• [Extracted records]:
▽

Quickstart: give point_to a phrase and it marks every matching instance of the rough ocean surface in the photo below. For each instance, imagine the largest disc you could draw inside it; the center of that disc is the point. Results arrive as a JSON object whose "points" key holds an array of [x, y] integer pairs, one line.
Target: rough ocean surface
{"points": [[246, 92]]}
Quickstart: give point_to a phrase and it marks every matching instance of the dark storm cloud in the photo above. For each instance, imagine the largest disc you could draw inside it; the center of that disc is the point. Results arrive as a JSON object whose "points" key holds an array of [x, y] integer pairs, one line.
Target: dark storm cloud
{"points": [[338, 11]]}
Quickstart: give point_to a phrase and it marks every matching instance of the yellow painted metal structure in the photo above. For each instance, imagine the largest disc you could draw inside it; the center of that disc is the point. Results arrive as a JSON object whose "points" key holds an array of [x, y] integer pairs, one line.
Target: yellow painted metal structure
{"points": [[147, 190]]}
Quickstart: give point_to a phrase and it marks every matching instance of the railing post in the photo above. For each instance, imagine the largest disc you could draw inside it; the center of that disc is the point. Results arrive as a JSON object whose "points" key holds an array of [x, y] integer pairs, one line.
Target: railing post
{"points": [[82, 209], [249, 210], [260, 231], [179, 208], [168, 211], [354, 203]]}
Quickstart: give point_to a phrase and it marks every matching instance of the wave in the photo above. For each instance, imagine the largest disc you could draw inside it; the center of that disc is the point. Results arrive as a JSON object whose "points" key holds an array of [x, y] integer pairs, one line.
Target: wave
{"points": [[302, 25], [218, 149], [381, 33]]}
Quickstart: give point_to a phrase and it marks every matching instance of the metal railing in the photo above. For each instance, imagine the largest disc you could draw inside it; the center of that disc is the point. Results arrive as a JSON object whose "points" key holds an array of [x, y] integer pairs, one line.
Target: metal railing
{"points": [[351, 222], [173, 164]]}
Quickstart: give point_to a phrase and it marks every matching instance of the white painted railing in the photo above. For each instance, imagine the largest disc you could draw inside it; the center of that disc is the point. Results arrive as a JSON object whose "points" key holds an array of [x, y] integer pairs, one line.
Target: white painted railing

△

• [WORK TO COMPLETE]:
Show every line of the entries above where the word "white" occurs.

• [TASK SOLUTION]:
Quickstart: give point_to a phrase and it marks every matching instance of the white painted railing in the photo above. For each instance, imagine the largest disc you could draw inside it; the center of that disc is the point. Results arrive as a JSON object whose "points" key holds an array of [x, y] integer pairs, one line.
Target: white painted railing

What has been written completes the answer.